Provided data: Begin

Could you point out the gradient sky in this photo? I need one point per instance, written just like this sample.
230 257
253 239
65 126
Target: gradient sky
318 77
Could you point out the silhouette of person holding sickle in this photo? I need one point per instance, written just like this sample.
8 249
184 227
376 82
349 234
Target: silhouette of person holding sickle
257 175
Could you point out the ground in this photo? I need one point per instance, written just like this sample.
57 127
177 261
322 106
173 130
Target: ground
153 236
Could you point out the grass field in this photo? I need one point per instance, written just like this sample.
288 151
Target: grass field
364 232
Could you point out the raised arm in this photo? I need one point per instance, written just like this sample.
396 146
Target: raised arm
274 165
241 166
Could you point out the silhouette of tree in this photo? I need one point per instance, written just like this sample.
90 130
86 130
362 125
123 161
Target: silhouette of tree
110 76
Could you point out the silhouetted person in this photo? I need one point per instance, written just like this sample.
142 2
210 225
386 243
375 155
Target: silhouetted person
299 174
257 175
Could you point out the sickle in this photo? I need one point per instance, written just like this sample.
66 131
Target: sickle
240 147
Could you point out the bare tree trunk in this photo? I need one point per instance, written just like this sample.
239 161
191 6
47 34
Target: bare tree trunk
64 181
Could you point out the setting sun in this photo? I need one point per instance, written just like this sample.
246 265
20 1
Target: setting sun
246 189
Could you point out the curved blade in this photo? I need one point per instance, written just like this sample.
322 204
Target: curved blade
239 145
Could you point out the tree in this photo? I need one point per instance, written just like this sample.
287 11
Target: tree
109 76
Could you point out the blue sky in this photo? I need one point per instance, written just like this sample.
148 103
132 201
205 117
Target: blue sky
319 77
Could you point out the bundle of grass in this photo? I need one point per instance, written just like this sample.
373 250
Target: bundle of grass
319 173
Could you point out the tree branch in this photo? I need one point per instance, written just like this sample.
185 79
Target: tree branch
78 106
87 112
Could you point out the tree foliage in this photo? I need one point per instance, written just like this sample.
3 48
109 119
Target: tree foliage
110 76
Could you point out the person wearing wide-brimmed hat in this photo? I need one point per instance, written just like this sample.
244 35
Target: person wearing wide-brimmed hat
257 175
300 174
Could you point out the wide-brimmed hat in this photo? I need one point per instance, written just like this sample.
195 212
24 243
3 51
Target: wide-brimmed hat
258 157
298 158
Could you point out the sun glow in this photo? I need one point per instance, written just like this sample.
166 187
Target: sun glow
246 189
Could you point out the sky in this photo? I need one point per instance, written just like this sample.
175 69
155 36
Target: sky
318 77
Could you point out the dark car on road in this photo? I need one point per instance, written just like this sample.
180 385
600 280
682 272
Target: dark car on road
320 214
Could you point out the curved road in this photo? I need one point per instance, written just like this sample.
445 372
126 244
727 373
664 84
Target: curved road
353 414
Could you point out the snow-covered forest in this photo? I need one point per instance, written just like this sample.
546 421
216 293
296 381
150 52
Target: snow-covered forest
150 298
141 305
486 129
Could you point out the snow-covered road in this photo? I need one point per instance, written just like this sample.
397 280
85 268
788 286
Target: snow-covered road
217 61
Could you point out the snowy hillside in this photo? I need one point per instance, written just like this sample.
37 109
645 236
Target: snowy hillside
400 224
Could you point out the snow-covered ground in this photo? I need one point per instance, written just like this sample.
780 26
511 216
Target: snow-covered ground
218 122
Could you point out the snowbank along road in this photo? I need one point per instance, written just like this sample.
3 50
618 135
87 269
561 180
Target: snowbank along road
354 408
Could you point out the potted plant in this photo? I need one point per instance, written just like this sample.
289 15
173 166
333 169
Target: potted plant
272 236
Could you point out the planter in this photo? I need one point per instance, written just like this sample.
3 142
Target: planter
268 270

Provided data: End

The data should be transcribed exactly, line for line.

Could you point out the gradient sky in this photo? I need one point per instance, written just like this sample.
230 257
253 239
65 126
Target: gradient sky
318 77
Could you point out the silhouette of person holding sickle in this photo? I need one point per instance, written just like this sample.
8 249
184 227
376 82
349 234
Target: silhouette of person holding sickle
257 175
Could you point out the ground in this photo? I need one point per instance, written just like this sample.
57 127
177 261
322 106
173 130
Target: ground
153 236
Could you point out the grass field in this photo? I need one point per instance, written just like this sample.
288 151
Target: grass field
364 232
Could you point out the raised arm in this photo? I need one point per instance, written just like this sample.
396 146
Target: raised arm
274 165
241 166
Could you point out the silhouette of tree in this photo? I need one point per instance, written just like this sample.
90 130
86 130
362 125
123 161
Target: silhouette of tree
110 76
Could you point out the silhouetted person in this photo? I need one point per instance, written just like this sample.
142 2
210 225
386 243
375 155
Target: silhouetted person
299 174
257 175
Could you point out the sickle in this photo? I need one point per instance, written just like this sample.
66 131
Target: sickle
240 147
Could you point out the bare tree trunk in this photo? I need one point per instance, written just like this sample.
239 161
191 6
47 34
Target: bare tree trunk
64 181
Could you point out the setting sun in this photo? I need one point per instance, written just like this sample.
246 265
20 1
Target: setting sun
246 189
Could you point out the curved blade in this photo? I need one point per instance, written just like this sample.
322 204
Target: curved blade
239 145
Could you point out the tree in this photo? I need one point per instance, written just like this sample.
287 11
Target: tree
109 76
Could you point out the blue sky in this photo? I need one point per instance, written just like this sample.
148 103
132 201
205 117
Target: blue sky
319 77
Could you point out the bundle of grass in this photo? I need one point per instance, written just like this sample.
373 250
Target: bundle of grass
319 173
Could you point out the tree branch in this photo? I need one point per instance, written just like this sample.
185 79
Target: tree branch
78 106
87 112
Could you point out the tree foliage in this photo? I need one point per instance, written just like this sample.
3 48
109 119
Target: tree foliage
110 76
Could you point out the person wearing wide-brimmed hat in this photo? I need one point per instance, written just like this sample.
244 35
Target: person wearing wide-brimmed hat
257 175
300 174
Could you point out the wide-brimmed hat in this photo? I need one point per instance, written just like this sample.
195 212
24 243
3 51
Target: wide-brimmed hat
258 157
298 158
Could you point out the sun glow in this photo? I need one point per instance, written just like this sample.
166 187
Target: sun glow
246 189
Could you point out the sky in this photo? I need one point per instance, written just like this sample.
175 69
155 36
Target: sky
318 77
Could you point out the dark car on road in this photo? I need one point per instance, written just like this sample.
180 385
600 280
682 272
Target: dark car on road
320 214
Could you point out the curved road in this photo? I need one point per instance, written just like this sample.
445 372
126 244
727 373
664 84
Target: curved road
353 414
Could you point out the snow-covered forest in this photo? I need one point per instance, written just like this sample.
546 421
216 293
296 381
150 52
Target: snow-covered forest
150 298
141 305
486 129
Could you point out the snow-covered road in this photo? I need one point per instance, written just like this sample.
397 280
85 268
788 286
Target: snow-covered road
217 61
Could you point out the snowy hillside in this photo? I need one point per instance, written just like this sample.
37 109
645 236
Target: snowy hillside
400 224
Could you point out the snow-covered ground in this photo? I need one point per instance, written just like this sample.
780 26
511 216
Target: snow-covered ground
218 122
Could you point out the snowbank along road in this photo? I need one point per instance, written just like this sample.
3 50
618 135
87 269
561 180
Target: snowbank along road
354 408
Could you point out the potted plant in this photo? I need one point per instance, written just like this sample.
289 15
173 166
333 169
Target: potted plant
272 236
Could you point out the planter in this photo? I need one point per instance, written just like this sample.
3 142
Target: planter
268 270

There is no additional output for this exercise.